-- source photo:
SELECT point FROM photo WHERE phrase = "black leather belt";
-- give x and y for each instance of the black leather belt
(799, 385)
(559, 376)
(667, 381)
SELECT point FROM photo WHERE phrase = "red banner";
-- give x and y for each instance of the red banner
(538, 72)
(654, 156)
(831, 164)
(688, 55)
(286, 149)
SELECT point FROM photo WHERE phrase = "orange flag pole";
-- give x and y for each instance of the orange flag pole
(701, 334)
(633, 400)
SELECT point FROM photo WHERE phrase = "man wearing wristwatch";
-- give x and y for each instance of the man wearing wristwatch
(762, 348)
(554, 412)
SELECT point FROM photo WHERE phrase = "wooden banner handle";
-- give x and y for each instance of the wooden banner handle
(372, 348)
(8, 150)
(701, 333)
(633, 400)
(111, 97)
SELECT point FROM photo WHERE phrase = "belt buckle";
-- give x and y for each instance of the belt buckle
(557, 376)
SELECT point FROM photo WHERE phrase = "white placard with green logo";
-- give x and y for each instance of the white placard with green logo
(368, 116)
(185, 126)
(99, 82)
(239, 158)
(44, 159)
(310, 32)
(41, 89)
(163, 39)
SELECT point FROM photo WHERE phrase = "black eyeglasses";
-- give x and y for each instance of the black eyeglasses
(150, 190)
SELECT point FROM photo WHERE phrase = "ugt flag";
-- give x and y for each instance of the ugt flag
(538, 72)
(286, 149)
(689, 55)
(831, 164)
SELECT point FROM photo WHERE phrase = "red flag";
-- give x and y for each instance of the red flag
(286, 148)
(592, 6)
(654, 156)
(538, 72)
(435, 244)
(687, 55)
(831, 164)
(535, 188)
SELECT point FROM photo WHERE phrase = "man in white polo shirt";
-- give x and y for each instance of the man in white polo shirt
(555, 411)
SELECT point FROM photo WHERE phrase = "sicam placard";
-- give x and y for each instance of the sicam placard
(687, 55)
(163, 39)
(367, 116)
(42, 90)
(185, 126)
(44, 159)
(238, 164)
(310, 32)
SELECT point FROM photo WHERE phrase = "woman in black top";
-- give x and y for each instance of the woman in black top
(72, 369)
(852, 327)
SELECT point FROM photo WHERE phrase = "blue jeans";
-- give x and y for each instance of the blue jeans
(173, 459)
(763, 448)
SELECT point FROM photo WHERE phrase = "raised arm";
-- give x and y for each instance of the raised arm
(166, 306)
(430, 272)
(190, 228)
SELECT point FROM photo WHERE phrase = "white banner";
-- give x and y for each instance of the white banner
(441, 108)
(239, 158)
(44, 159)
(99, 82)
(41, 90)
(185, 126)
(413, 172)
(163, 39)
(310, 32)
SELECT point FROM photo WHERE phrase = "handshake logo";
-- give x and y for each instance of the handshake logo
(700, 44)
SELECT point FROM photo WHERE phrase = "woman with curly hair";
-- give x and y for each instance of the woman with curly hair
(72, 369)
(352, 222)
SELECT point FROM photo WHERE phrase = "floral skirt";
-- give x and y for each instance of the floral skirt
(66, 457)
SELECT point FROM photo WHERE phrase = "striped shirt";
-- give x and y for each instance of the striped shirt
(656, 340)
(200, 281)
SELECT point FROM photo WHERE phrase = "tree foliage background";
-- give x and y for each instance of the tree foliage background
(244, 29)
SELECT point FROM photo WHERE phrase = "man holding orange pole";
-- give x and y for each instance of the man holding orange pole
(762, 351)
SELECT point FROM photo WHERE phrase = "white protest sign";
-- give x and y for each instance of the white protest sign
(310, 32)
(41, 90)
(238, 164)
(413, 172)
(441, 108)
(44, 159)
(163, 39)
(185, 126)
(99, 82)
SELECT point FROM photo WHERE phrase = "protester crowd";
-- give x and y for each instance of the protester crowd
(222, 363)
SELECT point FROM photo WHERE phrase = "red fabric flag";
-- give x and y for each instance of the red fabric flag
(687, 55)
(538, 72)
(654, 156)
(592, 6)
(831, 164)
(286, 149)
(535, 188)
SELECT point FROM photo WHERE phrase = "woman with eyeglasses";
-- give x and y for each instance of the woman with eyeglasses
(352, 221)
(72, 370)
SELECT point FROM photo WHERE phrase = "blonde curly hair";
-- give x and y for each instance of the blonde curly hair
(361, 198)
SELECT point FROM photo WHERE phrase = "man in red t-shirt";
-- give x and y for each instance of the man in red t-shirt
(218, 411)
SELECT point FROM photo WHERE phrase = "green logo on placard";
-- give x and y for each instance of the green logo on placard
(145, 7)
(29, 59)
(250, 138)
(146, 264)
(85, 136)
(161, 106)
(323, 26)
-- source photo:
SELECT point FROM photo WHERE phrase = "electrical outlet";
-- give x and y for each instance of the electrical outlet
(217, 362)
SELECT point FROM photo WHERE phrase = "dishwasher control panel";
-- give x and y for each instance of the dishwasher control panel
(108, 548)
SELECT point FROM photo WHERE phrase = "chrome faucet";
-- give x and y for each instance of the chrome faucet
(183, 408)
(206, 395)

━━━━━━━━━━━━━━━━━━━━━━━━━━━━━━

▶ [YOUR INSTRUCTIONS]:
Send back all of the entries exactly, with nothing missing.

▶ [RESULT BELOW]:
-- source photo:
SELECT point FROM photo WHERE phrase = "black leather belt";
-- give x and y for each instance of the black leather belt
(799, 385)
(559, 376)
(667, 381)
SELECT point FROM photo WHERE phrase = "red banner";
-- give x and y for each instance of the red banner
(538, 72)
(654, 156)
(831, 164)
(688, 55)
(286, 149)
SELECT point FROM photo WHERE phrase = "orange flag pole";
-- give x and y for each instance of the orange flag pole
(701, 334)
(633, 400)
SELECT point FROM photo WHERE phrase = "man wearing wristwatch";
-- give x and y for each instance of the man wearing wristwatch
(762, 348)
(554, 412)
SELECT point FROM photo WHERE phrase = "wooden banner handle";
-- give x and y for each instance of the wooden banner handle
(372, 348)
(8, 150)
(701, 333)
(633, 400)
(111, 97)
SELECT point FROM photo WHERE phrase = "belt buckle";
-- give x and y for each instance of the belt buckle
(557, 376)
SELECT point FROM photo WHERE phrase = "white placard with green logo";
-- give x and y for each instance of the white placard with green logo
(368, 116)
(185, 126)
(99, 82)
(239, 158)
(44, 159)
(310, 32)
(41, 89)
(163, 39)
SELECT point FROM photo WHERE phrase = "black eyeglasses";
-- give x and y for each instance of the black eyeglasses
(150, 190)
SELECT point FROM photo WHERE phrase = "ugt flag";
-- give x and y for each instance of the ugt flag
(538, 72)
(286, 149)
(689, 55)
(831, 164)
SELECT point FROM photo WHERE phrase = "red flag";
-- give x and y for each instance of the red flag
(286, 148)
(592, 6)
(654, 156)
(538, 72)
(435, 244)
(687, 55)
(831, 164)
(535, 188)
SELECT point FROM photo WHERE phrase = "man in white polo shirt";
-- give x and y for each instance of the man in white polo shirt
(555, 411)
SELECT point FROM photo WHERE phrase = "sicam placard";
-- give x and y for each instance of the sicam placard
(687, 55)
(163, 39)
(367, 116)
(42, 90)
(185, 126)
(44, 159)
(238, 164)
(310, 32)
SELECT point FROM photo WHERE phrase = "woman in black top";
-- give x and y for each instance of the woman in black top
(72, 369)
(852, 327)
SELECT point FROM photo WHERE phrase = "blue jeans";
-- give x and y for each instance of the blue jeans
(173, 459)
(763, 448)
SELECT point FROM photo WHERE phrase = "raised arm";
-- give x and y for each instance of the raised arm
(166, 306)
(430, 272)
(190, 228)
SELECT point FROM photo WHERE phrase = "white banner";
-- give x and y for each instance of the white banner
(441, 108)
(239, 158)
(44, 159)
(99, 82)
(41, 90)
(185, 126)
(413, 172)
(163, 39)
(310, 32)
SELECT point FROM photo WHERE phrase = "handshake logo";
-- give x and y for each instance of the handshake logo
(700, 44)
SELECT point FROM photo WHERE phrase = "woman with curly hair";
-- give x and y for each instance of the woman with curly hair
(72, 369)
(352, 222)
SELECT point FROM photo WHERE phrase = "floral skirt";
-- give x and y for each instance of the floral skirt
(66, 457)
SELECT point FROM photo WHERE phrase = "striped shirt";
-- give x and y for each instance of the striped shirt
(656, 340)
(200, 281)
SELECT point FROM photo WHERE phrase = "tree foliage background";
-- give x and y for each instance of the tree foliage background
(244, 29)
SELECT point FROM photo WHERE phrase = "man holding orange pole";
-- give x and y for each instance of the man holding orange pole
(762, 351)
SELECT point FROM photo WHERE phrase = "white protest sign";
-- give x and y for each instance of the white protest sign
(310, 32)
(41, 90)
(238, 164)
(413, 172)
(441, 108)
(44, 159)
(163, 39)
(185, 126)
(99, 82)
SELECT point FROM photo WHERE phrase = "protester crowd";
-- give x and y for each instance of the protester crowd
(222, 363)
SELECT point FROM photo WHERE phrase = "red fabric flag";
-- give x and y for each instance of the red fabric flag
(687, 55)
(538, 72)
(654, 156)
(592, 6)
(831, 164)
(286, 149)
(535, 188)
SELECT point FROM photo WHERE phrase = "woman with eyeglasses";
-- give x and y for each instance of the woman with eyeglasses
(352, 221)
(72, 370)
SELECT point FROM photo WHERE phrase = "blonde curly hair";
-- give x and y for each instance of the blonde curly hair
(361, 198)
SELECT point FROM photo WHERE phrase = "man in red t-shirt";
-- give x and y for each instance of the man in red t-shirt
(218, 411)
SELECT point FROM photo WHERE phrase = "green logo on placard";
-- give x and y for each instance of the green logo on placard
(145, 7)
(29, 59)
(250, 138)
(146, 264)
(85, 136)
(161, 106)
(323, 26)
-- source photo:
SELECT point FROM photo WHERE phrase = "electrical outlet";
-- give x and y for each instance of the electrical outlet
(217, 362)
SELECT point FROM photo WHERE phrase = "dishwasher control panel";
-- give x and y for each instance of the dishwasher control panel
(108, 548)
SELECT point FROM photo WHERE phrase = "chrome faucet";
-- give x and y for each instance of the chrome faucet
(183, 408)
(206, 395)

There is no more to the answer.